Exercise data:

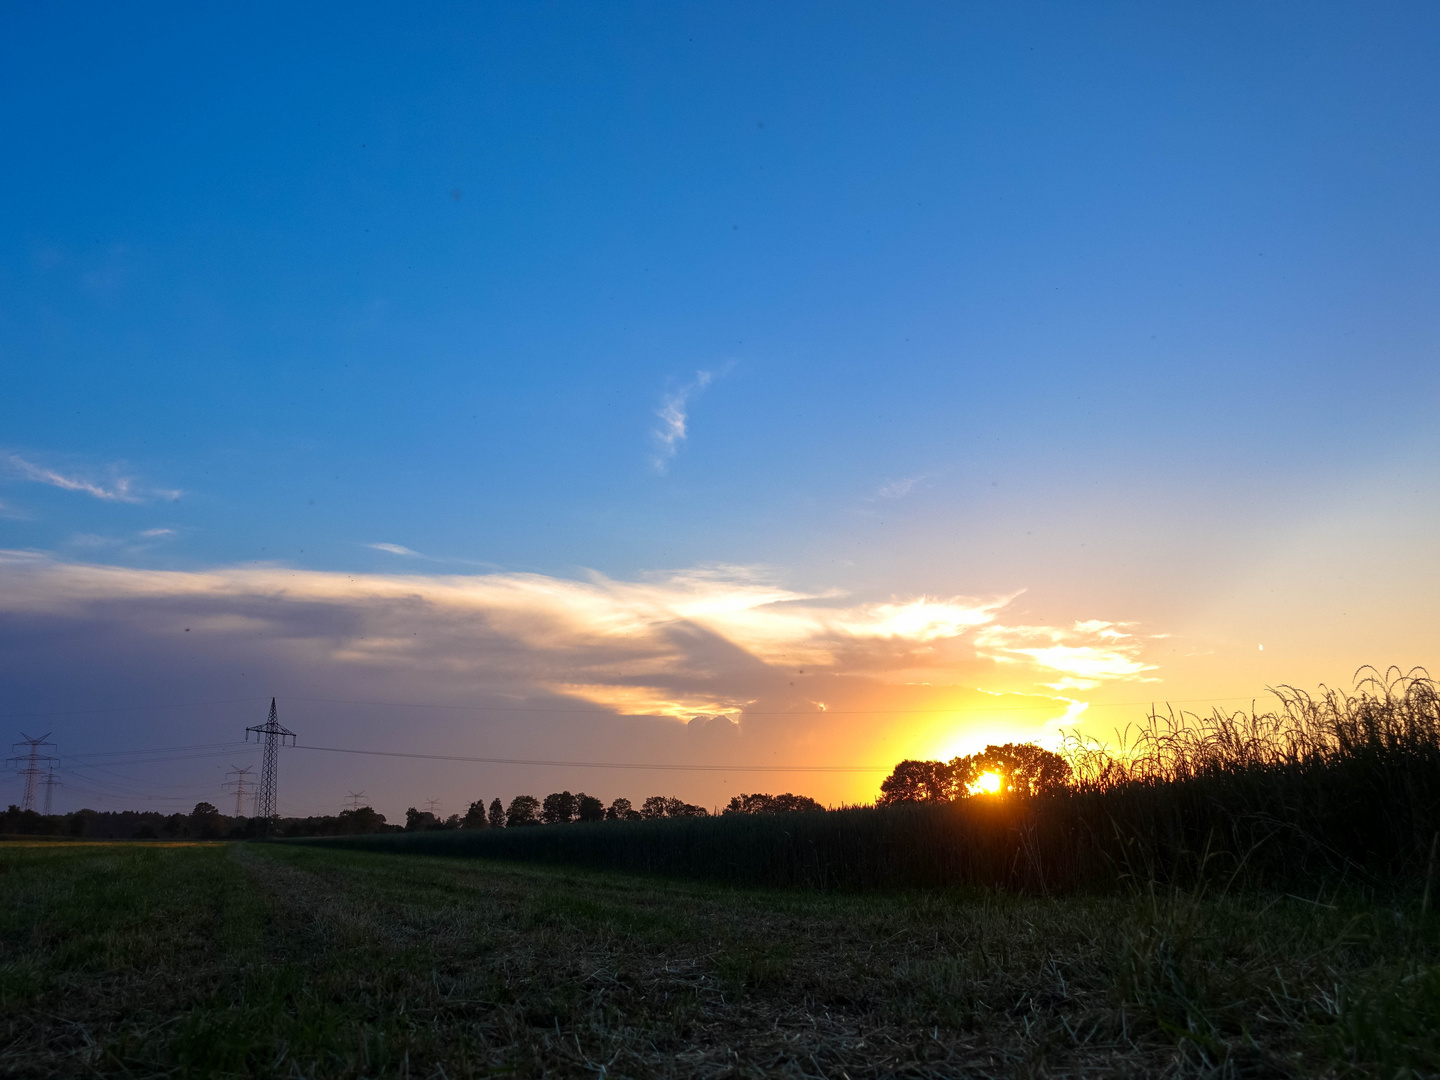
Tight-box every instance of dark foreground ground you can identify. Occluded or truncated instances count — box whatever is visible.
[2,841,1437,1078]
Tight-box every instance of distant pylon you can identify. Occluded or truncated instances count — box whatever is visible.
[224,766,255,817]
[344,790,367,812]
[424,796,442,816]
[41,767,61,815]
[7,733,57,813]
[245,700,296,831]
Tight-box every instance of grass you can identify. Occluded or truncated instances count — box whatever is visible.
[4,839,1440,1077]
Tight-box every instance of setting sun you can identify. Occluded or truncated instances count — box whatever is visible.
[970,771,1003,796]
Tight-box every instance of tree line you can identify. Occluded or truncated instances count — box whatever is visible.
[3,742,1071,843]
[0,802,397,840]
[4,745,1072,842]
[1,789,827,840]
[403,790,824,831]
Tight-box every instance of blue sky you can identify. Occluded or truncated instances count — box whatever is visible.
[3,3,1438,816]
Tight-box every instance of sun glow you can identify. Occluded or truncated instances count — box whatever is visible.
[970,771,1003,796]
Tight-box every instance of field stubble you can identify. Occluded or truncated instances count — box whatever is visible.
[2,840,1438,1078]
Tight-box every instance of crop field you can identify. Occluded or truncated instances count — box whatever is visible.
[3,839,1439,1078]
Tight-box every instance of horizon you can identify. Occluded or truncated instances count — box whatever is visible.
[3,2,1438,821]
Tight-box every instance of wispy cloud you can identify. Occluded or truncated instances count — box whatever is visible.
[974,621,1157,689]
[369,543,420,556]
[5,453,180,504]
[876,474,931,499]
[651,370,717,473]
[139,528,175,539]
[67,533,118,549]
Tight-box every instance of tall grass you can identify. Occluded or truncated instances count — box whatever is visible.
[299,668,1440,893]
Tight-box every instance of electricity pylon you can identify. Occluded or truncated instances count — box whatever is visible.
[344,790,367,812]
[7,733,57,813]
[41,767,61,815]
[223,766,255,817]
[245,699,296,832]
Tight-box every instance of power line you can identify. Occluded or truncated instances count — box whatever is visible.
[1,689,1276,726]
[294,743,892,773]
[0,697,268,722]
[64,741,251,762]
[281,692,1267,716]
[62,749,257,775]
[56,766,219,801]
[14,684,1290,807]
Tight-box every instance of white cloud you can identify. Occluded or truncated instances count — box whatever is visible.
[877,475,928,499]
[974,621,1156,689]
[369,543,420,556]
[651,370,716,473]
[5,453,179,504]
[139,528,175,539]
[67,533,117,549]
[0,556,1158,725]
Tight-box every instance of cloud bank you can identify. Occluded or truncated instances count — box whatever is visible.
[0,553,1166,811]
[0,552,1154,720]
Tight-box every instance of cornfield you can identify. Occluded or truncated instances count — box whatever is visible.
[298,667,1440,893]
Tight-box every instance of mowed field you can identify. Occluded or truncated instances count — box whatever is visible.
[3,841,1439,1078]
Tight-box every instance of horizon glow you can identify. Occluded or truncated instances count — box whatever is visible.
[2,3,1437,820]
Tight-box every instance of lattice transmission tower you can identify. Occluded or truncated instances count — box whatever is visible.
[223,766,255,817]
[245,699,296,829]
[41,768,61,815]
[7,733,57,813]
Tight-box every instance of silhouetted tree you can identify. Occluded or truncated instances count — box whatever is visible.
[506,794,541,827]
[723,792,824,814]
[878,745,1074,806]
[877,760,958,805]
[189,801,225,839]
[405,807,438,831]
[961,743,1073,797]
[605,797,639,821]
[576,793,605,822]
[488,797,505,828]
[462,800,489,828]
[641,795,708,818]
[541,791,577,824]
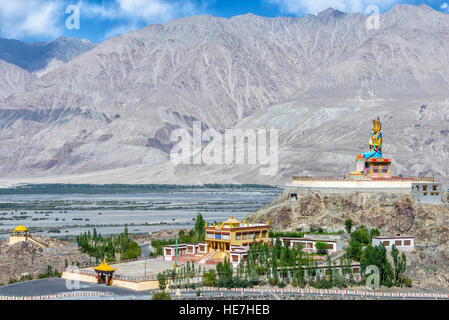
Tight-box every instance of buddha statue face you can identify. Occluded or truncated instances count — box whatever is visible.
[373,116,381,133]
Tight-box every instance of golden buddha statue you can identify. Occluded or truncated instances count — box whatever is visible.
[351,116,383,175]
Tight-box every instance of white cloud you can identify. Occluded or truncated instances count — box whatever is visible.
[441,2,449,11]
[0,0,63,39]
[0,0,207,40]
[79,0,205,40]
[268,0,399,15]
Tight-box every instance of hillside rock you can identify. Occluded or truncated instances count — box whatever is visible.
[247,191,449,245]
[0,59,35,99]
[0,238,92,285]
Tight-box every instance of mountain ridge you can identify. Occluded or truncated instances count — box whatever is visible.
[0,5,448,187]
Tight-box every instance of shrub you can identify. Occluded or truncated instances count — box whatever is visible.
[344,219,353,234]
[121,241,141,260]
[268,277,278,286]
[370,228,380,237]
[202,270,217,287]
[313,278,332,289]
[403,277,412,287]
[350,226,371,245]
[278,281,286,288]
[152,291,171,300]
[315,242,328,255]
[157,271,168,290]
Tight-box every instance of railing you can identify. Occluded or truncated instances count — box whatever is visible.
[292,176,348,181]
[80,255,157,269]
[64,269,158,282]
[167,287,449,300]
[292,176,434,182]
[0,291,114,300]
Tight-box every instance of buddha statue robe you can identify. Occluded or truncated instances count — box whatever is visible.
[355,117,382,174]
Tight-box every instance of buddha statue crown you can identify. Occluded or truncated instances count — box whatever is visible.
[372,116,381,133]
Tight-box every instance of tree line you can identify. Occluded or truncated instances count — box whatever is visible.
[76,225,141,263]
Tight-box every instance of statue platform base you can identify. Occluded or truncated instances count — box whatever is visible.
[348,172,371,180]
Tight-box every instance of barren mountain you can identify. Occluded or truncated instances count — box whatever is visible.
[0,4,448,187]
[0,60,35,100]
[0,36,95,73]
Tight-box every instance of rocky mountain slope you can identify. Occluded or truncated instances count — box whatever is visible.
[0,4,448,186]
[0,36,95,73]
[0,237,92,285]
[0,60,36,100]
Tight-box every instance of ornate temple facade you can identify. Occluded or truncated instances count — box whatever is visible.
[163,217,270,267]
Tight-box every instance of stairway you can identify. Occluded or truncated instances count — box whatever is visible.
[27,236,48,248]
[199,251,216,264]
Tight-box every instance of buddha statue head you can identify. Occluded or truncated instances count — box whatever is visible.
[373,116,381,133]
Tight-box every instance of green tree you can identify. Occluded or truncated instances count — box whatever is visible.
[344,219,353,234]
[194,212,206,242]
[391,245,407,286]
[350,226,371,245]
[360,244,394,287]
[157,271,168,290]
[202,270,217,287]
[347,241,363,261]
[315,242,328,255]
[152,291,171,300]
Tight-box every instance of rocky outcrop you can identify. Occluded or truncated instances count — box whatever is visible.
[248,191,449,243]
[0,238,93,285]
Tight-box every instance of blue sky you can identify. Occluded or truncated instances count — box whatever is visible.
[0,0,448,43]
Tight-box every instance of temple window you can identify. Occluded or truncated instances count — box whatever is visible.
[395,240,402,246]
[236,233,241,240]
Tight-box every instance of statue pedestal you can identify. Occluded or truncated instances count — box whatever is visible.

Aim of the task: Your task is a word-for-word transcription of the entries, leaving out all pictures.

Written solution:
Tight-box every instance of dark foreground ground you can identify. Occluded or truncated instances count — box whatever is visible.
[2,841,1437,1078]
Tight-box every instance of distant pylon you can identify. Occluded or truncated instances count — box whatever is visible.
[224,766,255,817]
[344,790,367,812]
[424,796,442,816]
[41,767,61,815]
[7,733,57,813]
[245,700,296,831]
Tight-box every instance of grass you can identify. Occluded or truncated instances count — box whatever is visible.
[4,839,1440,1077]
Tight-box every instance of setting sun you can identify. Occluded or truncated instances count — box whatever is visible.
[970,771,1003,796]
Tight-box every instance of tree line you can identify. Occluded or truncated instances count — box whatever is visible.
[3,742,1071,843]
[0,802,397,840]
[4,745,1072,842]
[1,789,827,840]
[403,790,824,831]
Tight-box every instance of blue sky you can identify. Occluded or truncated instances count — box whatever is visible.
[3,3,1438,816]
Tight-box every instance of sun glow you can identify. Occluded or truncated instances count — box whatever is visible.
[970,771,1003,796]
Tight-box every instance of field stubble you can identify. Occluded or truncated instances count — box whatever is visible.
[2,840,1438,1078]
Tight-box every instance of crop field you can identify. Occluded or truncated instances count — box whatever is visible.
[3,839,1439,1078]
Tight-box every instance of horizon you can identify. Occluded or truncated instances count — box whatever is visible.
[3,2,1438,821]
Tight-box every instance of wispy cloud you can identify. Occluded or truncated instances count — box whatever is visible.
[974,621,1157,689]
[369,543,420,556]
[5,453,180,504]
[876,474,931,499]
[651,370,717,473]
[139,528,175,539]
[67,533,118,549]
Tight-box every instance of tall grass you can identify. Occluded or truncated instances count — box whatever is visible.
[299,668,1440,893]
Tight-box every instance of electricity pylon you can identify. Occluded or truncated instances count — box whatever is visible.
[344,790,367,812]
[7,733,57,813]
[41,767,61,815]
[223,766,255,817]
[245,699,296,832]
Tight-box every instance of power line you can identify. Occluded or truncated instances count — box whatever is visible.
[1,689,1276,726]
[294,743,892,773]
[0,697,268,722]
[64,741,251,762]
[281,692,1267,716]
[62,749,257,775]
[56,766,219,801]
[14,684,1290,807]
Tight-box every instance of white cloud you can identify. Occluded or truncated instances count — box whatever is visible.
[877,475,928,499]
[974,621,1156,689]
[369,543,420,556]
[651,370,716,473]
[5,453,179,504]
[139,528,175,539]
[67,533,117,549]
[0,556,1158,725]
Tight-box every instance of cloud bank you can identify. Occluded or truncated instances count — box whatever is visible.
[0,553,1166,811]
[0,552,1154,720]
Tight-box every instance of cornfield you can identify. Occluded or truncated instances count — box whatever is visible.
[298,667,1440,893]
Tight-box every instance of mowed field you can identify. Occluded or truncated instances count — box whatever is visible.
[3,841,1439,1078]
Tight-box every instance of horizon glow you can identify. Occluded or truncated instances count — box whatever is visible.
[2,3,1437,820]
Tight-box every instance of lattice transmission tower you can identify. Occluded or truncated instances count — box whatever is visible.
[223,766,255,817]
[245,699,296,829]
[41,768,61,815]
[7,733,57,813]
Tight-box every instance of silhouetted tree you can identify. Occluded or truncated instances count — box whatever is visible.
[506,794,541,827]
[723,792,824,814]
[878,745,1074,806]
[877,760,958,805]
[189,801,225,839]
[405,807,438,831]
[961,743,1073,797]
[605,797,639,821]
[576,793,605,822]
[488,797,505,828]
[462,800,489,828]
[641,795,708,818]
[541,791,577,824]
Tight-box every instance of buddha statue face you can identify. Occluded or truncated instances count — box whatever is visible.
[373,116,381,133]
Tight-box every instance of golden buddha statue you can identify. Occluded or truncated instances count — box whatever is visible.
[351,116,383,175]
Tight-box every instance of white cloud you can identify. Occluded or truncated instances count — box whatever is visible.
[441,2,449,11]
[0,0,63,39]
[0,0,207,40]
[79,0,205,40]
[268,0,399,15]
Tight-box every instance of hillside rock you can identify. Occluded or truncated instances count — box whatever is visible.
[247,191,449,245]
[0,59,35,99]
[0,238,92,285]
Tight-box every instance of mountain ridge you can identify. Occluded or truncated instances count — box whatever is visible.
[0,5,448,187]
Tight-box every instance of shrub you can identify. Occluded or truncated instances count — box whatever is visible.
[344,219,353,234]
[121,241,141,260]
[268,277,278,286]
[370,228,380,237]
[202,270,217,287]
[313,278,332,289]
[403,277,412,287]
[350,226,371,245]
[278,281,286,288]
[152,291,171,300]
[315,242,328,255]
[157,271,168,290]
Tight-box every instance of railing you can identify. Occluded or truncated instances count — box whatever is visible.
[292,176,348,181]
[80,255,157,269]
[64,269,158,282]
[167,287,449,300]
[292,176,434,182]
[0,291,114,300]
Tight-box every instance of buddha statue robe you can identify. Occluded or truncated instances count — box whatever is visible.
[355,117,382,174]
Tight-box every instance of buddha statue crown you can identify. Occluded or truncated instances count — box whatever is visible.
[372,116,381,133]
Tight-box every instance of tree line you can identify. Occluded or truncated instances count — box whatever is visible.
[76,225,141,263]
Tight-box every instance of statue platform base you can identify. Occluded or truncated instances count — box whatever is visible.
[348,172,371,180]
Tight-box every instance of barren mountain you can identify. Occluded or truncated instances count — box whatever is visible.
[0,4,448,187]
[0,60,35,100]
[0,36,95,73]
Tight-box every instance of rocky mountain slope you can identify. Occluded or truncated instances count — box whatever is visible.
[0,4,448,186]
[0,36,95,73]
[0,237,92,285]
[0,60,36,100]
Tight-box every instance of ornate temple facade you can identify. Occluded or truncated instances count — box whatever is visible.
[163,217,270,267]
Tight-box every instance of stairway you can identify. Occluded or truncated instances count — box whatever is visible.
[27,236,48,248]
[199,251,216,264]
Tight-box every instance of buddha statue head you can identify. Occluded or truncated instances count — box whatever is visible.
[373,116,381,133]
Tight-box every instance of green tree you can identify. Occluded or truncated instances count — box whatever is visible.
[344,219,353,234]
[194,212,206,242]
[391,245,407,286]
[350,226,371,245]
[360,244,394,287]
[157,271,168,290]
[202,270,217,287]
[347,241,363,261]
[315,242,328,255]
[152,291,171,300]
Tight-box every instance of rocky outcrop you can identify. Occluded or truncated instances count — box whatever is visible.
[248,191,449,243]
[0,238,93,285]
Tight-box every instance of blue sky you can identify. Occluded or truncated instances count — box whatever is visible.
[0,0,448,43]
Tight-box every instance of temple window you can identify. Occluded or truncated instances count — box whatever is visible.
[395,240,402,246]
[236,233,241,240]
Tight-box every instance of statue pedestal you can identify. Occluded or truncated instances count — box whatever is visible.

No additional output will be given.